TEXTE FOURNI —
>>>

Comprendre le Pape François : C'est de la théologie morale, idiot !

COMMENTAIRE : Quelque chose de sérieux semble se préparer avec ce pontificat qui diffère nettement de ses prédécesseurs, et ce "quelque chose" est un changement révolutionnaire dans la théologie morale.

14 juin 2022

En 1992, alors que l'Amérique était en pleine récession, Bill Clinton, alors candidat à la présidence, avait un message simple : "C'est de l'économie, idiot!" En paraphrasant un peu, je dirais quelque chose de similaire en ce qui concerne l'énigme qu'est le pape François : "C'est de la théologie morale, idiot!"  

Et je dis qu'il est une énigme parce que le récit commun à son sujet semble être qu'il est un "libéral", et pourtant il n'a accordé à l'aile libérale de l'Église aucun de ses objectifs les plus chers. Il n'a pas mis fin au célibat obligatoire, n'a pas ordonné de femmes à la prêtrise ou au diaconat, n'a pas modifié les enseignements de l'Église sur la sexualité humaine, n'a pas ouvert la réception de l'Eucharistie aux protestants en vertu du droit canonique officiel, ni même donné carte blanche aux divorcés-remariés pour recevoir la communion. Et pourtant, quelque chose de sérieux semble se préparer avec ce pontificat qui diffère nettement de ses prédécesseurs, et ce "quelque chose", je pense que c'est un changement révolutionnaire dans la théologie morale.

<<<

LIGNES DE DONNÉES —

>>>

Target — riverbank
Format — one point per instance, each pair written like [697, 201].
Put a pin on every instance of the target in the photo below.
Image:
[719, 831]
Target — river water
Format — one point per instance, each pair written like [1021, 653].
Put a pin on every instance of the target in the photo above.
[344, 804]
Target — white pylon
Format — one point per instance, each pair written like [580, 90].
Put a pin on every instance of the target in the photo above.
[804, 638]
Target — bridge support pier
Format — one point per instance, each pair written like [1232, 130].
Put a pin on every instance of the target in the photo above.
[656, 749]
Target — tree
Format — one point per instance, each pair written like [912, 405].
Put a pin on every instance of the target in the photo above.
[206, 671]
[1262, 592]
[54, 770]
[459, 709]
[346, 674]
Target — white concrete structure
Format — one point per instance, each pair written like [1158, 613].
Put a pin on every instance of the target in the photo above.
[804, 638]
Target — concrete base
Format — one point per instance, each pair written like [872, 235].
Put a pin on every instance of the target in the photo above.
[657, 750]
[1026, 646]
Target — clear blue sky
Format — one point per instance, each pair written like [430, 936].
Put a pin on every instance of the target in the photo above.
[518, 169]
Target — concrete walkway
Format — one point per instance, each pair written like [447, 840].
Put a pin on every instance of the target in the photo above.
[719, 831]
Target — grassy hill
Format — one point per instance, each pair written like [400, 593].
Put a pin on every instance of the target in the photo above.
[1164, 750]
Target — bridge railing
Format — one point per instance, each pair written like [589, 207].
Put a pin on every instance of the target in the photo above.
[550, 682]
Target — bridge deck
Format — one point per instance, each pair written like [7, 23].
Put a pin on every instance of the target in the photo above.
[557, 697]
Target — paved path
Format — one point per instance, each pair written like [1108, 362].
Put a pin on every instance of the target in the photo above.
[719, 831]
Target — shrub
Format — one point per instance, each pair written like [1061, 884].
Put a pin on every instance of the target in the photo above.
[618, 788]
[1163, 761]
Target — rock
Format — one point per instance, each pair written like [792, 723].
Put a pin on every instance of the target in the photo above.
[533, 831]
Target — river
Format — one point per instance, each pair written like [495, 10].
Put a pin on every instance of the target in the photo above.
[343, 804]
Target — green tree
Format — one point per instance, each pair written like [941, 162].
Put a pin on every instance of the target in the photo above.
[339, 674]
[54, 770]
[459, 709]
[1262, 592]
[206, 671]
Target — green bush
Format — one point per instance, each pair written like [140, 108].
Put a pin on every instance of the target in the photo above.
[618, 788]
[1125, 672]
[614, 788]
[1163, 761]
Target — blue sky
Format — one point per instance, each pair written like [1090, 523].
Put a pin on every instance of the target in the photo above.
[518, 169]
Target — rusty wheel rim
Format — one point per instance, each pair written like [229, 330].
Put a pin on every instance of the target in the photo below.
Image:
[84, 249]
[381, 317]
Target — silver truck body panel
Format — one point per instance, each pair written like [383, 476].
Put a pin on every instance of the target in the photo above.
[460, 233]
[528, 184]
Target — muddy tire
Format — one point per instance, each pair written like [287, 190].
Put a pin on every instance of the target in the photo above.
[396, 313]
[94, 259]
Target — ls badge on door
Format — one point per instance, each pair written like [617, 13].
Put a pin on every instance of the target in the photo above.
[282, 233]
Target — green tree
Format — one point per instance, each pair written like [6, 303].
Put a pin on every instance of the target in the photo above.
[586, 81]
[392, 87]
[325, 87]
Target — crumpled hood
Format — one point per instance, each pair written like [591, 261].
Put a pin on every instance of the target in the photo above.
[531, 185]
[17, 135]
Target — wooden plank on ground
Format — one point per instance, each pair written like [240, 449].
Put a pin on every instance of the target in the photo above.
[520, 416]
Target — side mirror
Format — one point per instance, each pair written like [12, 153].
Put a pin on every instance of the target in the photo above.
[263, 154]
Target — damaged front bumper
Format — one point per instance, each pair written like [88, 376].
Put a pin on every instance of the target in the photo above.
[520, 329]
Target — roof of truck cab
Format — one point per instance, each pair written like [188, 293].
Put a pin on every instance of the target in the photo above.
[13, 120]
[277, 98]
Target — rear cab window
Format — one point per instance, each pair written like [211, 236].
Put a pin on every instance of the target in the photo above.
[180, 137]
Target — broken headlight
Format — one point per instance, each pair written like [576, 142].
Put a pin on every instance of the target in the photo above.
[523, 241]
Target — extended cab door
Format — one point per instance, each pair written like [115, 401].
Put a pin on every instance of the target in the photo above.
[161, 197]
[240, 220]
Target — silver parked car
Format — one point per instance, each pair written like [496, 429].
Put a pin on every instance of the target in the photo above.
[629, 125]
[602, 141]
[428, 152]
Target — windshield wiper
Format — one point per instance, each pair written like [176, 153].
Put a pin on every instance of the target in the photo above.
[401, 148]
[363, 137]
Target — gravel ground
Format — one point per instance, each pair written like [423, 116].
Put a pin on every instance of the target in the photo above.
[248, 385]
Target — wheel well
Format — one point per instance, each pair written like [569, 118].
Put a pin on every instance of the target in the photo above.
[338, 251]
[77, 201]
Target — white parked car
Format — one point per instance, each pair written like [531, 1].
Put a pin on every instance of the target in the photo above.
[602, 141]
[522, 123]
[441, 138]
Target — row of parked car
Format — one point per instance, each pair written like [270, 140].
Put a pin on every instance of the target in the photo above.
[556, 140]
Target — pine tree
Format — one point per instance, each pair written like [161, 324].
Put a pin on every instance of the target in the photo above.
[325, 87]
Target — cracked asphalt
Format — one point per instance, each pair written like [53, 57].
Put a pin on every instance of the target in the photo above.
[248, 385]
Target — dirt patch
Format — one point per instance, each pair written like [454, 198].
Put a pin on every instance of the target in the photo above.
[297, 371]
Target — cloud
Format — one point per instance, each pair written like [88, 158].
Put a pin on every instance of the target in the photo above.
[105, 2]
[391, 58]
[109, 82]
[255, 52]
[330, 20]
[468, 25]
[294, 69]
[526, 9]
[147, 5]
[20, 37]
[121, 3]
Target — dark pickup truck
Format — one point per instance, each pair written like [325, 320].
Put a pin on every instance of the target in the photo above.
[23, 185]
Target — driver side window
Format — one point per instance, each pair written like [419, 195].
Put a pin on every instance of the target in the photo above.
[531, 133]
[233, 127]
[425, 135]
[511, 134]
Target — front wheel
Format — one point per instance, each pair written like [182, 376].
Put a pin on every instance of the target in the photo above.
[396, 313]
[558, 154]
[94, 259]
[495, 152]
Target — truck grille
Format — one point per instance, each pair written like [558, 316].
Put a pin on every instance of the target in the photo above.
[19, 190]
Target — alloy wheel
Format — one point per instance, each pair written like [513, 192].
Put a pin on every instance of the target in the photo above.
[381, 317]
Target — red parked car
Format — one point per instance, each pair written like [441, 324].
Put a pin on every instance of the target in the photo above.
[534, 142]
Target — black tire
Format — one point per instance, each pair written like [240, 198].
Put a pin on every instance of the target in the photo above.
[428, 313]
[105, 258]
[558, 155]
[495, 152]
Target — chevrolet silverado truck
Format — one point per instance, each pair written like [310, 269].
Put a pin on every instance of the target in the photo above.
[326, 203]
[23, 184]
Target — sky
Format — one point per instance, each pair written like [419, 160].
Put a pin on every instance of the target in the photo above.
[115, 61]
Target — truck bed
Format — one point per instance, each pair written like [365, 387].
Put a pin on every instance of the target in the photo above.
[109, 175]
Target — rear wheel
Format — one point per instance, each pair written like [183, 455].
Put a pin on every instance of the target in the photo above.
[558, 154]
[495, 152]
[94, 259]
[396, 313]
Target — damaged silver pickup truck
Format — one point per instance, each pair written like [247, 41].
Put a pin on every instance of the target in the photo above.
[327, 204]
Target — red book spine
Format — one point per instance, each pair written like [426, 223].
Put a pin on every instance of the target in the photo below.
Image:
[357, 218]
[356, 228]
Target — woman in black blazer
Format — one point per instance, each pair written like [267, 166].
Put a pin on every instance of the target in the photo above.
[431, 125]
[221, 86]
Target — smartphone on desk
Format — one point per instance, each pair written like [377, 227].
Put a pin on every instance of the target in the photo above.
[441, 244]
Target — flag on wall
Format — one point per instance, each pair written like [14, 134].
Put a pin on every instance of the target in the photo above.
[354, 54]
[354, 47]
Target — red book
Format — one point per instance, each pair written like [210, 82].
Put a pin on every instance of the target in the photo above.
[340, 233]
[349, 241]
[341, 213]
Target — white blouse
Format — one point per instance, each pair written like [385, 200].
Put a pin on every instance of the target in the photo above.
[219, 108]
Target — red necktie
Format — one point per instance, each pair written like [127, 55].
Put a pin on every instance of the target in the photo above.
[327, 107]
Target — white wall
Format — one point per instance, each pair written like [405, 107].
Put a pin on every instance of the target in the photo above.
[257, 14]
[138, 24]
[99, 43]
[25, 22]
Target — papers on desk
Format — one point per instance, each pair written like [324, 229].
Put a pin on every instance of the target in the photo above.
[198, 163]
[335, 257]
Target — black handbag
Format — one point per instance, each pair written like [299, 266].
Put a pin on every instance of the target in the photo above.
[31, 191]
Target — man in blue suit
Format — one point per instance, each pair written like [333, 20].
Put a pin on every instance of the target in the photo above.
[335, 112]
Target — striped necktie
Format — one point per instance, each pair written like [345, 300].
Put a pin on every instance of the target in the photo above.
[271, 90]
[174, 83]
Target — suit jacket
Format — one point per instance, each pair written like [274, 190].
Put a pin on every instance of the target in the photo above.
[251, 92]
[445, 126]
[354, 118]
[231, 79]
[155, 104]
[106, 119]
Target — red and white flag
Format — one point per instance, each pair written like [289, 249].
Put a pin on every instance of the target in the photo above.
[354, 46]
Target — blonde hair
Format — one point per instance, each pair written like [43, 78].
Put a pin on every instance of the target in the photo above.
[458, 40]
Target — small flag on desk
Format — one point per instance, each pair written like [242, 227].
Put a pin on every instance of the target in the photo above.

<<<

CONSIGNES —
[a] Combien de lignes contiennent la chaîne "wheel", en respectant la casse ? Donnez seulement le nombre.
[b] Pouvez-vous poursuivre le texte sur le pape François et la théologie morale à partir de sa dernière phrase ?

RÉPONSES —
[a] 5

[b]
Je prétends que le pape François semble favorablement disposé à l'égard d'une forme de théologie morale communément appelée "proportionnalisme" ou "conséquentialisme". À tout le moins, je pense que le pape François voit dans le proportionnalisme une sorte de contrepoids "correctif" à ce qu'il considère comme une insistance excessive dans l'Église sur le raisonnement moral de droit naturel, avec l'accent central désignant certains objets moraux comme intrinsèquement mauvais.  

Le proportionnalisme nie qu'il existe des actes intrinsèquement mauvais et considèrent que la moralité d'un acte ne peut être jugée qu'à la lumière de ses résultats ou "conséquences". Les proportionnalistes catholiques ne nient pas l'existence de principes moraux fondamentaux (c'est en cela qu'ils diffèrent de l'utilitarisme pur et dur), mais que, à la lumière d'un jugement rationnel des résultats potentiels probables, un principe moral peut être considéré comme non applicable dans un cas particulier s'il existe une raison "proportionnée" de le faire.  

Cette forme de théologie morale a été très influente dans l'ère post-conciliaire et a gagné en force parmi ceux qui ont violemment contesté Humanae Vitae. Ceux d'entre nous qui ont vécu ces débats savent bien à quel point ils ont été source de division, et certains théologiens moraux qui ont défendu la théologie traditionnelle du droit naturel de l'Église (par exemple, Germain Grisez, Janet Smith, etc.) ont payé un lourd tribut professionnel à leur position. 

Quelles sont donc mes preuves que le pape François favorise le proportionnalisme, même s'il ne l'a jamais dit explicitement ?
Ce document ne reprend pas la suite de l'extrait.